- TEXTE FOURNI
Les pieds sur terre

Alain Saustier

To the happy few

     Un soupçon de Chartreuse suffira-t-il à tempérer l'acidité du cocktail de remarques qui suit ? La tonalité générale des discours sur l'utilisation personnelle ou pédagogique de l'ordinateur, émanant le plus souvent d'une élite avertie, me paraît justifier la mise en discussion de quelques orientations souvent acceptées sans réserve, surtout par ceux qui ont la chance (mérite ou privilège) de disposer des matériels et logiciels les plus récents. Il me paraît opportun de reconsidérer quelques-uns des problèmes que soulève l'utilisation de l'informatique dans l'enseignement public d'un point de vue plus proche des réalités.

LA FORME ET LE FOND

     Les ordinateurs sont des machines formelles ; ils sont majoritairement utilisés pour mettre en forme des discours dans des langages divers. Il n'est pas question de contester le soulagement qu'ils peuvent apporter, l'économie d'efforts et de temps qu'ils peuvent procurer quand il s'agit de rendre communicable une pensée, un projet, une demande, une réponse... Il faut avoir longuement peiné, il y a seulement dix ans, sur une parabole ou une sinusoïde tracée à la main, pour apprécier pleinement la dérisoire facilité avec laquelle le plus modeste des grapheurs exécute aujourd'hui cette tâche. Il faut s'être cent fois vu rendre une copie caviardée, truffée de marques rouges et de mentions « Illisible », pour jouir des bienfaits du traitement de texte, passée la dure propédeutique de prise en main du clavier. Il n'est que de voir, partout où il est utilisé, les déblocages de l'expression écrite qu'il déclenche, surtout chez les élèves réputés faibles dans ce domaine. L'utilisation du mode plan, qui n'existe malheureusement que sur les logiciels haut de gamme, est un auxiliaire important dans l'organisation du discours.

     Le revers de la médaille est une tendance, de plus en plus marquée à mesure que l'on s'élève dans l'échelle des études, à ériger la forme, une certaine mise en forme aux canons impitoyables, comme un préalable à toute prise en considération de l'ouvrage. Certains universitaires refusent de s'abaisser à seulement feuilleter un mémoire non imprimé sur laser en Times corps 12. Tout étudiant se doit de travailler sur Macintosh. À tous niveaux, on a tendance à exiger un minimum de présentation des travaux personnels, qui demande lui-même un minimum de matériel... et un maximum de temps. Sachant qu'on peut très facilement retoucher, modifier, améliorer un document produit sur ordinateur, on cultive des exigences de perfection formelle, pour soi et pour les autres, à un degré parfois obsessionnel.

- À FAIRE
1 – Reprenez sous forme de liste le paragraphe du texte fourni qui commence par « Le revers de la médaille », en conservant ses faits principaux.
2 – Les affirmations suivantes s'accordent-elles avec le texte fourni ? Répondez par oui ou par non et citez chaque fois les mots décisifs.
(a) Le mode plan est disponible sur tous les logiciels.
(b) Le traitement de texte débloque l'expression écrite surtout chez les élèves réputés faibles.
(c) Certains universitaires refusent de feuilleter un mémoire non imprimé sur laser.
3 – Répondez brièvement à ces questions sur le texte fourni.
(a) Quel titre porte la partie qui commence par « Les ordinateurs sont des machines formelles » ?
(b) Il y a combien d'années peinait-on encore sur une parabole tracée à la main ?
(c) Sur quel ordinateur tout étudiant se doit-il de travailler ?

- DONNÉES AFFICHÉES

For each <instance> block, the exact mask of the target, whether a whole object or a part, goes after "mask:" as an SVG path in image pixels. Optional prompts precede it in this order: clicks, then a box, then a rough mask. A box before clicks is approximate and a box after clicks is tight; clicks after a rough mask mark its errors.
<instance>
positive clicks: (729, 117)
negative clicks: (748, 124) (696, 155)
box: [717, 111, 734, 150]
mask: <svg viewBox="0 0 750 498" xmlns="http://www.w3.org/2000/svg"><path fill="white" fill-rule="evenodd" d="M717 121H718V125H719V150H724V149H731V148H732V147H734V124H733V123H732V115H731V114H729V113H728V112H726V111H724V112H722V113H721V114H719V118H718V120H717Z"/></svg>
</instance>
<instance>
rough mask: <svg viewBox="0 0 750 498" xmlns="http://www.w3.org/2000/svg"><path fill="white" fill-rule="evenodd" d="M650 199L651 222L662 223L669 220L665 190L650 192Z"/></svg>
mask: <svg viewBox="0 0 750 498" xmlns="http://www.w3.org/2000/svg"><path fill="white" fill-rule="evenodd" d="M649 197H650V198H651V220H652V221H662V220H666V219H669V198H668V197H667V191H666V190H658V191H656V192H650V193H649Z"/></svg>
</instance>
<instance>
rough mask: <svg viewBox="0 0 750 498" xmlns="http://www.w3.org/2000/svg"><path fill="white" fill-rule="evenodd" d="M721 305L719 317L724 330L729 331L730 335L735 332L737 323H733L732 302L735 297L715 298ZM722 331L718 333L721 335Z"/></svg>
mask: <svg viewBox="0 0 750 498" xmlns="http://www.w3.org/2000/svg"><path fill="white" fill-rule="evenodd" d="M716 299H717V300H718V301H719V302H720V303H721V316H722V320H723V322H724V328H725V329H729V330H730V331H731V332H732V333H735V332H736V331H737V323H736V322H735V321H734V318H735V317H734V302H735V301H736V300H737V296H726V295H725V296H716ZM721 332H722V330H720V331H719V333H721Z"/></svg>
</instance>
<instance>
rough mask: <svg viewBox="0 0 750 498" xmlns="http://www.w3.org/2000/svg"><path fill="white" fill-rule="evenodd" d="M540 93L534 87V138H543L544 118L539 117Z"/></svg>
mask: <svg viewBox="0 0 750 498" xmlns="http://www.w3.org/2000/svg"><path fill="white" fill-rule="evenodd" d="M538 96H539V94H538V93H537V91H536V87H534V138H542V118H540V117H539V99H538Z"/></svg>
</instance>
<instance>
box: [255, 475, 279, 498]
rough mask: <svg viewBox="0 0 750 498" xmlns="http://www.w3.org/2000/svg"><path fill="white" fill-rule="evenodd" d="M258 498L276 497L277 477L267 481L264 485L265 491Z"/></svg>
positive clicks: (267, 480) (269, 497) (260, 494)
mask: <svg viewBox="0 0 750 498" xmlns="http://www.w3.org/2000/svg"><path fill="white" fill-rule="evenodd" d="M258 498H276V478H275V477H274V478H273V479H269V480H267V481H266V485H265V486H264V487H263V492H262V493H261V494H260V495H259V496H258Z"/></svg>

- ENSEMBLE DES RÉPONSES
1 –
- Plus on s'élève dans les études, plus on tend à faire d'une mise en forme aux règles strictes une condition préalable à l'examen d'un travail.
- Certains universitaires refusent de feuilleter un mémoire qui n'est pas imprimé sur laser en Times corps 12.
- Tout étudiant est censé travailler sur Macintosh.
- À tous niveaux, on exige une présentation minimale des travaux personnels, ce qui demande un minimum de matériel et beaucoup de temps.
- Comme un document produit sur ordinateur se retouche facilement, on cultive une exigence de perfection formelle, parfois jusqu'à l'obsession.

2 –
(a) Non : « L'utilisation du mode plan, qui n'existe malheureusement que sur les logiciels haut de gamme »
(b) Oui : « les déblocages de l'expression écrite qu'il déclenche, surtout chez les élèves réputés faibles dans ce domaine »
(c) Oui : « Certains universitaires refusent de s'abaisser à seulement feuilleter un mémoire non imprimé sur laser en Times corps 12 »

3 –
(a) LA FORME ET LE FOND
(b) Dix ans.
(c) Sur Macintosh.